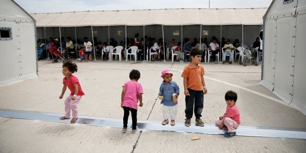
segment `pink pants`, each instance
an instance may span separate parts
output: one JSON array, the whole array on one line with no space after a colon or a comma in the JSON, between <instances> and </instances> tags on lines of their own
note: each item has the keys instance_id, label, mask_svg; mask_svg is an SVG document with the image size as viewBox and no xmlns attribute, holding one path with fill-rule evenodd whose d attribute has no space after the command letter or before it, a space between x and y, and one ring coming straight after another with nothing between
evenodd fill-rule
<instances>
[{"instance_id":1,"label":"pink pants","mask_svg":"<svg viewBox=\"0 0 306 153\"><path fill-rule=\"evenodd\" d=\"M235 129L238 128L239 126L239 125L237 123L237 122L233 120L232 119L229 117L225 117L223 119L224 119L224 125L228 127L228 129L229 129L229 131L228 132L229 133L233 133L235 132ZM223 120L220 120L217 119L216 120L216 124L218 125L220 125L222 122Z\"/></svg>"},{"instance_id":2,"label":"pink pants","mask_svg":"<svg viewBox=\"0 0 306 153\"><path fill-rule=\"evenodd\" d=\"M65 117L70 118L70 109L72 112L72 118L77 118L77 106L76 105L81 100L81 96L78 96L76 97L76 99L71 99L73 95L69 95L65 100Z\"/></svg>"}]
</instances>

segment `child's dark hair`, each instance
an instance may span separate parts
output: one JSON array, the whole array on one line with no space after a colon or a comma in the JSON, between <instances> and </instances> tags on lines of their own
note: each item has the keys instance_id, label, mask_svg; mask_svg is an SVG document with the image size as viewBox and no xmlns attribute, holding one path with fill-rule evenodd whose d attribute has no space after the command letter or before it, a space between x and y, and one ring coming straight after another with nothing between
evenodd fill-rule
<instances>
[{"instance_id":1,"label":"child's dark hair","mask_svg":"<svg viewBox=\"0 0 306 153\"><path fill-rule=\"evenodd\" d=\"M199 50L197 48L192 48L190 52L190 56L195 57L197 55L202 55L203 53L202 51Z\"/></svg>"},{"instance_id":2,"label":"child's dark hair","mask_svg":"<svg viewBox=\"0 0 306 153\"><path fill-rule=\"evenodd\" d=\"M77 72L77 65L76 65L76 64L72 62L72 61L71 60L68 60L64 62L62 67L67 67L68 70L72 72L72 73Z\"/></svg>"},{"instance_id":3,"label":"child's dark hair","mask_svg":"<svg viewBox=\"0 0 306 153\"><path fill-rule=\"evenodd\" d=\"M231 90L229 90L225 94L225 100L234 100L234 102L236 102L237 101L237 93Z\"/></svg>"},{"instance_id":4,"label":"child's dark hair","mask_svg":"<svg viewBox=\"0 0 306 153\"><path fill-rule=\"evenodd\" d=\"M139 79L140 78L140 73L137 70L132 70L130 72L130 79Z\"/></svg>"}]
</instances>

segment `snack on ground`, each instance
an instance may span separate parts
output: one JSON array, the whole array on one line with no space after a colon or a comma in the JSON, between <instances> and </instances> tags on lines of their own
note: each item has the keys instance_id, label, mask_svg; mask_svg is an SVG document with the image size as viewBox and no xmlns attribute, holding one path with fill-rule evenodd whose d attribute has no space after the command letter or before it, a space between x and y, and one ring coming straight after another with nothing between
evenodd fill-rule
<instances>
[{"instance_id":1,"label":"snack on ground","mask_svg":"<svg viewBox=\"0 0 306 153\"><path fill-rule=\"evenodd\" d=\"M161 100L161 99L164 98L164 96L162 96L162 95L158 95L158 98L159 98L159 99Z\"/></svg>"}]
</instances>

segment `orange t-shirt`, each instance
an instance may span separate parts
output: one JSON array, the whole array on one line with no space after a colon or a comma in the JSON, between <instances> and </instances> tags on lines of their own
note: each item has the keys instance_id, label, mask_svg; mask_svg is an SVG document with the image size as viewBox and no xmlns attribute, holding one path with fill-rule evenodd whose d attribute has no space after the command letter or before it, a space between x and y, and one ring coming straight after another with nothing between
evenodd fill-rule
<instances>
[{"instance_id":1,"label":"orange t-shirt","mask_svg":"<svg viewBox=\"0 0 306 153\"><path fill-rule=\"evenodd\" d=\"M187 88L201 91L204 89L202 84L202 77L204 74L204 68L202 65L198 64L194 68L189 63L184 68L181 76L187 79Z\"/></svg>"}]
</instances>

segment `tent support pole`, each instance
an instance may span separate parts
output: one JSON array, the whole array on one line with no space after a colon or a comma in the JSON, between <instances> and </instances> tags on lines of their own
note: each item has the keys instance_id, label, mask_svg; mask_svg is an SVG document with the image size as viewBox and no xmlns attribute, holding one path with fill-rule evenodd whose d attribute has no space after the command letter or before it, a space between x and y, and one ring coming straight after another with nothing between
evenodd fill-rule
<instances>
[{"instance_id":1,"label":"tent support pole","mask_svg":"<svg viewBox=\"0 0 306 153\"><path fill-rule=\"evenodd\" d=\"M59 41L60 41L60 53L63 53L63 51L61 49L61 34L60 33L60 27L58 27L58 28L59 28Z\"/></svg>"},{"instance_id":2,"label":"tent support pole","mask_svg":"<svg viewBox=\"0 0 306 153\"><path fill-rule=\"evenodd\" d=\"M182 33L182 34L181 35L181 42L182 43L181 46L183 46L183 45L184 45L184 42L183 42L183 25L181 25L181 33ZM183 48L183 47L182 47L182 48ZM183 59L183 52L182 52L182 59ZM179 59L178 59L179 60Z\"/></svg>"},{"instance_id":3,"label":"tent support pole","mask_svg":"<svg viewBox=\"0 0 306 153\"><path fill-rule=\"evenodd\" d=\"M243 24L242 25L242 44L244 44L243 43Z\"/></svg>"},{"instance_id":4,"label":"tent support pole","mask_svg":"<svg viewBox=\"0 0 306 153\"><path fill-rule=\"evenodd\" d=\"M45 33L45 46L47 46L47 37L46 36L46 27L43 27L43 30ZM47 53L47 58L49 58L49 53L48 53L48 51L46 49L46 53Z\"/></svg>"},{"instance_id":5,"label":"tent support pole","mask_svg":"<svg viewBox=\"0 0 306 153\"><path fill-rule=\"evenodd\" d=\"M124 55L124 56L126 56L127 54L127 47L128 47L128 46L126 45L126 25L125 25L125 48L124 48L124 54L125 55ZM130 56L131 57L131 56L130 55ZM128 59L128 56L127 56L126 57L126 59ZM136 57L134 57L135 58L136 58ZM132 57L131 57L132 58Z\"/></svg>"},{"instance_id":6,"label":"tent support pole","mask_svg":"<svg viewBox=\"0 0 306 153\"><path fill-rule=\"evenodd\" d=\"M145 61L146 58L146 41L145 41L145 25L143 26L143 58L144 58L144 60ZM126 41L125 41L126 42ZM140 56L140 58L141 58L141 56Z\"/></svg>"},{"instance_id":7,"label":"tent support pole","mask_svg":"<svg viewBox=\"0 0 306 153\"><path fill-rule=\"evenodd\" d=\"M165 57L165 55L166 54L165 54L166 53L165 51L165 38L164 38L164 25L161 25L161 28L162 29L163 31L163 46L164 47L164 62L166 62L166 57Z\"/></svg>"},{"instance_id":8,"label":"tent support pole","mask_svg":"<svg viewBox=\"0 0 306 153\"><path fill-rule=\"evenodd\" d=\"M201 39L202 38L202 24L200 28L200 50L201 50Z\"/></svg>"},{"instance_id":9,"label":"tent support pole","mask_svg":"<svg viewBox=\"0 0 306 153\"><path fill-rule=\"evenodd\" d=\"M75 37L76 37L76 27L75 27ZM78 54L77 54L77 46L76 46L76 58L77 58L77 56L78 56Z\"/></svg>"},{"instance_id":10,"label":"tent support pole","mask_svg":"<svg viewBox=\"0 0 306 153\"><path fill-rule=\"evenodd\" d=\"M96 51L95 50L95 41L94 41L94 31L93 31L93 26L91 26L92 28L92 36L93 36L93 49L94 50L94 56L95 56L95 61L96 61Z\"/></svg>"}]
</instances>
...
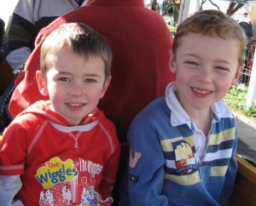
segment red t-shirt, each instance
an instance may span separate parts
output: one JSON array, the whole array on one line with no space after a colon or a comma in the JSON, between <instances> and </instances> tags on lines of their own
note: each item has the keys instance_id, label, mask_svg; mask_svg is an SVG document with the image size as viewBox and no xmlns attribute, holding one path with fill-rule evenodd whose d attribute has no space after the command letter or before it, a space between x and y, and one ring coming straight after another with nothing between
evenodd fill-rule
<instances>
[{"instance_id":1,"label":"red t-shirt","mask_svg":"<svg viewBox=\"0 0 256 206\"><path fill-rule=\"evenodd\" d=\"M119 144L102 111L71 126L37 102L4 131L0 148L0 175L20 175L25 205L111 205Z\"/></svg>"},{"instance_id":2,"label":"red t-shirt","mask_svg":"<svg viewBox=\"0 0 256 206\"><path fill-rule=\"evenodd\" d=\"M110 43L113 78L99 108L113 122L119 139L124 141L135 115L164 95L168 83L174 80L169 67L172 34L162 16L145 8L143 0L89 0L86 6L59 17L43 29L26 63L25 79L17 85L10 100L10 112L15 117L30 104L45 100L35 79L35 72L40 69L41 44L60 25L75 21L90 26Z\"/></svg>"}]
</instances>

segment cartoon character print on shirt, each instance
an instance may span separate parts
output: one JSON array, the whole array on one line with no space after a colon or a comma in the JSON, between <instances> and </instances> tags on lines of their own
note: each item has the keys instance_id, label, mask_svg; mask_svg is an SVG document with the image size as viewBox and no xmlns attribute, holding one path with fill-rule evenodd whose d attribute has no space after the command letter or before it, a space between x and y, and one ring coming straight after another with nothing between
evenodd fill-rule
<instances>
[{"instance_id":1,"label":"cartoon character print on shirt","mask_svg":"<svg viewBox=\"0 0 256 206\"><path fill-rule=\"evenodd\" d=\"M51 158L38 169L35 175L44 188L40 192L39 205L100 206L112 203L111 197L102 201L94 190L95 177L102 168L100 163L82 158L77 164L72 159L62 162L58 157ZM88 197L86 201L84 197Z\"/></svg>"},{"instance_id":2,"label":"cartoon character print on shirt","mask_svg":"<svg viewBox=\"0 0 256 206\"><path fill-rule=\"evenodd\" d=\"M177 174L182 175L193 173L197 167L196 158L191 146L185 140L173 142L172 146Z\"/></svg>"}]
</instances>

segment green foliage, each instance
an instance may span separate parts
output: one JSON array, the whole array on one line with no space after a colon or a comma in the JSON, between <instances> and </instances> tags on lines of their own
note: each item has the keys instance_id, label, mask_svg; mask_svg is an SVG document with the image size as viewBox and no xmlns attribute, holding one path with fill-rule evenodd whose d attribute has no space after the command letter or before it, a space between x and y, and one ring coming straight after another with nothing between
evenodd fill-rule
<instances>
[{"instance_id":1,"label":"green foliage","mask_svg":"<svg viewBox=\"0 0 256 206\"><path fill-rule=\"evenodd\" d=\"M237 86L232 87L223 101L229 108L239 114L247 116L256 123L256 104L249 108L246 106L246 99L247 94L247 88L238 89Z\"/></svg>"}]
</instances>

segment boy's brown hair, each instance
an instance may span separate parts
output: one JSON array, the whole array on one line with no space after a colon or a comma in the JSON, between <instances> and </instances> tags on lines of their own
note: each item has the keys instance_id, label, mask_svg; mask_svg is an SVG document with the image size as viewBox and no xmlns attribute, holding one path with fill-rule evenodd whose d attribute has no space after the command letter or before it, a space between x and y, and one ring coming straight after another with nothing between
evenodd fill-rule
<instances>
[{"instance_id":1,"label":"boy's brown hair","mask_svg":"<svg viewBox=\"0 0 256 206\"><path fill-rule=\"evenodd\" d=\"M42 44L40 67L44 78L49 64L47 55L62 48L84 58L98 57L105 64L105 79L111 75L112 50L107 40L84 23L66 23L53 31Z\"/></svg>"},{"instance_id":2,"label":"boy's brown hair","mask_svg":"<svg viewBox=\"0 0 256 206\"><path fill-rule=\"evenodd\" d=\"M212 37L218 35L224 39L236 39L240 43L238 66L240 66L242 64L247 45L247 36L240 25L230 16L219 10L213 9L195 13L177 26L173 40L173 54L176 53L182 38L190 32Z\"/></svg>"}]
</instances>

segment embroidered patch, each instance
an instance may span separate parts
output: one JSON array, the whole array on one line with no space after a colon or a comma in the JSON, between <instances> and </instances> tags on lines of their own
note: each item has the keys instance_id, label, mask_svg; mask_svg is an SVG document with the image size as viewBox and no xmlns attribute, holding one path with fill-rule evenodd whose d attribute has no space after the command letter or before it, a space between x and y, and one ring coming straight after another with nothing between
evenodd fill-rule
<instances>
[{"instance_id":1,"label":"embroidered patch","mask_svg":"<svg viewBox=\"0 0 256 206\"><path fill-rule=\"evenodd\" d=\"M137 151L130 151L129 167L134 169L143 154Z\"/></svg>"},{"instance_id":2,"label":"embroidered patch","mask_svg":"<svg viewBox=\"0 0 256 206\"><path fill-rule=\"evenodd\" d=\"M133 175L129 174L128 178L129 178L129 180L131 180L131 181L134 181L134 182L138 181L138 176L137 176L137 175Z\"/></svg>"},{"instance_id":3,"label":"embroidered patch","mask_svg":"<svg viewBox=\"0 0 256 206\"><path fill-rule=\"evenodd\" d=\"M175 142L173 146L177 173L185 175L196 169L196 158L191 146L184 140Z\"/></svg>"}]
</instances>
==
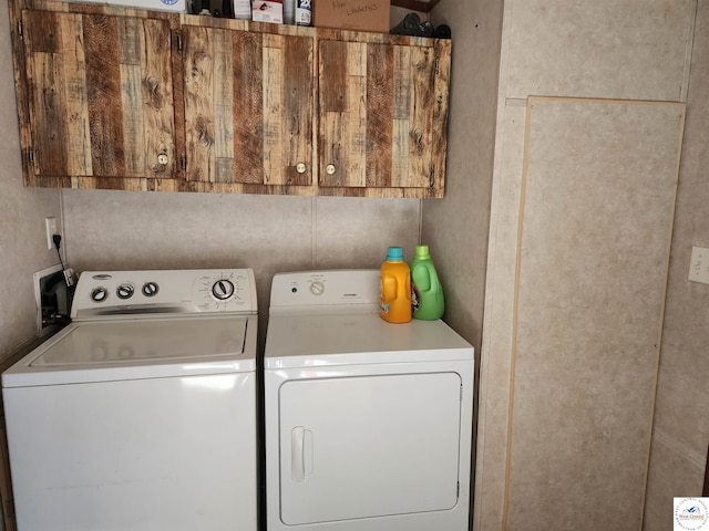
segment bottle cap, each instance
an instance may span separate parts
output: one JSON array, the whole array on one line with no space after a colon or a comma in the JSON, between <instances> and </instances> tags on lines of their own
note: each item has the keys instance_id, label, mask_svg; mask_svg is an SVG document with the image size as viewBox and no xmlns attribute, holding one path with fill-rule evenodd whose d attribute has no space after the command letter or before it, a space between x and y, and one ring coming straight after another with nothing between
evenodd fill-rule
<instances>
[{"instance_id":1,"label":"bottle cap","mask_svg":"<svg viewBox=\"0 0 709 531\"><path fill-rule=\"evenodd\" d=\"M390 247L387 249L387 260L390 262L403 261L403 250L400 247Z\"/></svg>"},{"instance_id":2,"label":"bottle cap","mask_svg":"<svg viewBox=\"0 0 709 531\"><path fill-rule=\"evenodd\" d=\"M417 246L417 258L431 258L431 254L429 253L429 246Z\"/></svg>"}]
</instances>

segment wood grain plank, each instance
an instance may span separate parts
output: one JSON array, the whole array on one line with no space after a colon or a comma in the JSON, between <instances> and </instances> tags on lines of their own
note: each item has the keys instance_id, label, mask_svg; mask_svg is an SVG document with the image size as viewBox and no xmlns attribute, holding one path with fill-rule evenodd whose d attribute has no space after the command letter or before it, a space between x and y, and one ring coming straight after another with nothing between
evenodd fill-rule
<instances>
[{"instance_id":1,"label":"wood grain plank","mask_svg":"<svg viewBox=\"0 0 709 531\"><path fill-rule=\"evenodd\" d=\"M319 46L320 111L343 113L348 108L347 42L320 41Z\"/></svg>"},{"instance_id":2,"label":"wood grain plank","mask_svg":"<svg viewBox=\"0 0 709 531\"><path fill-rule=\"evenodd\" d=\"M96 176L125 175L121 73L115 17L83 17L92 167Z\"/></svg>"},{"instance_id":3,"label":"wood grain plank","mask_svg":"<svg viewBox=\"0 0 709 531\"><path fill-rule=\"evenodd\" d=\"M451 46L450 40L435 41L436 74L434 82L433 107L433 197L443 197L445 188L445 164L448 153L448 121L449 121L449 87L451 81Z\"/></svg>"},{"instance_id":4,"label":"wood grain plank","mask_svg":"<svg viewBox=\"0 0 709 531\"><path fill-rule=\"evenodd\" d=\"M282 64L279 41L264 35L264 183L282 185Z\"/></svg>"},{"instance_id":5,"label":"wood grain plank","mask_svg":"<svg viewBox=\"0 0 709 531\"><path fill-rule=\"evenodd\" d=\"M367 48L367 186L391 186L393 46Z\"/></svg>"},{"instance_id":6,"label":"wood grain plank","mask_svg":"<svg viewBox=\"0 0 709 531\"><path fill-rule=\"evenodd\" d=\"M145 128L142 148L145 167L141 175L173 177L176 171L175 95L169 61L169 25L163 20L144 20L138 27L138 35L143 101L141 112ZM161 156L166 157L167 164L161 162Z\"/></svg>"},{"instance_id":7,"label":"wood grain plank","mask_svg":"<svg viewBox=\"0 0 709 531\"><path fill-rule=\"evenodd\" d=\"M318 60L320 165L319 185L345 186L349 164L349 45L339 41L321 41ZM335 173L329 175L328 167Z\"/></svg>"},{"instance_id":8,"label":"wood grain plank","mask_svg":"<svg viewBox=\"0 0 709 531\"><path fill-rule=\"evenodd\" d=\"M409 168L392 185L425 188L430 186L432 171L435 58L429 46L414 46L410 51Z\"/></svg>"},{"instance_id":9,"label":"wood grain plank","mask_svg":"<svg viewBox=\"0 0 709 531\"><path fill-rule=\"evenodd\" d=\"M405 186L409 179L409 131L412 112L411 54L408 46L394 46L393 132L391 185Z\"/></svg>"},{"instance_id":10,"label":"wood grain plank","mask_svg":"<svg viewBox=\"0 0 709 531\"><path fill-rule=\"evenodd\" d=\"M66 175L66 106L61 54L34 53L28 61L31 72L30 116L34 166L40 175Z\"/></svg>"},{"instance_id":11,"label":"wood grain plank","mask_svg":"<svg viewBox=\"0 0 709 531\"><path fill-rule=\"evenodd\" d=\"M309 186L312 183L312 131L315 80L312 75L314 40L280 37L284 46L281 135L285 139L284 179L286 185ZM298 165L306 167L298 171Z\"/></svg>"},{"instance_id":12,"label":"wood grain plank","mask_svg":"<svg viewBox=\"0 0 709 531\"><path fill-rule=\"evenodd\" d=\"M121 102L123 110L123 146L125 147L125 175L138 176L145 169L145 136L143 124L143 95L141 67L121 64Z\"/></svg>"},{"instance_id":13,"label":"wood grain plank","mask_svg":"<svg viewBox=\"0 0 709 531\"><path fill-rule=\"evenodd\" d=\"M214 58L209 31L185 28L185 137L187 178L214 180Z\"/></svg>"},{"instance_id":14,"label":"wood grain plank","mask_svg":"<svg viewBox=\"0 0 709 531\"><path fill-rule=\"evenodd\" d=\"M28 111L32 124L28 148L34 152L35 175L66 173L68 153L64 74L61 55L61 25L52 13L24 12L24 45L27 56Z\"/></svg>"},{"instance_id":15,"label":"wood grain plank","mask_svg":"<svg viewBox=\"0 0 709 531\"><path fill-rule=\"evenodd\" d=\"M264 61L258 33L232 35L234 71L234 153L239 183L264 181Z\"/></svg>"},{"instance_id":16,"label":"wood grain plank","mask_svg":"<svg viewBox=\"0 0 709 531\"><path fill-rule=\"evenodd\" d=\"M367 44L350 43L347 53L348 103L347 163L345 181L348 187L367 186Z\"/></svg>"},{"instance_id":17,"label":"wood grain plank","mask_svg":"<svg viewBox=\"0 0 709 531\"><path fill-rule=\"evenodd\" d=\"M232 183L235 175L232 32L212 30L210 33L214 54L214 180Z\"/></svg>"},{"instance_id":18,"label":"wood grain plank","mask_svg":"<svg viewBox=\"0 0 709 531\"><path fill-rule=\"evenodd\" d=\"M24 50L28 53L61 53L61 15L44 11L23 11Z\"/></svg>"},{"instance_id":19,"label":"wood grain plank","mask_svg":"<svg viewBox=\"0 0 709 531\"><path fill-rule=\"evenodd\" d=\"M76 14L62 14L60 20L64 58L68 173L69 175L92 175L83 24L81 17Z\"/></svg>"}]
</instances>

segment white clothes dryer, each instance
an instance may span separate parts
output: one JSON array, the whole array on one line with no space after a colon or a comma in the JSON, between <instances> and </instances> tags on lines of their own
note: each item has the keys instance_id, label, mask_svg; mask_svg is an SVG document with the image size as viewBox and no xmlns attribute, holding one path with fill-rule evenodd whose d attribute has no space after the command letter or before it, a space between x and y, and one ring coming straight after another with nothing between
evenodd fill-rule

### PROBLEM STATEMENT:
Locate every line in the entries above that contains the word "green", and copy each such line in full.

### RESPONSE BELOW:
segment green foliage, each instance
[{"instance_id":1,"label":"green foliage","mask_svg":"<svg viewBox=\"0 0 256 206\"><path fill-rule=\"evenodd\" d=\"M237 86L232 87L223 101L229 108L239 114L247 116L256 123L256 104L249 108L246 106L246 99L247 94L247 88L238 89Z\"/></svg>"}]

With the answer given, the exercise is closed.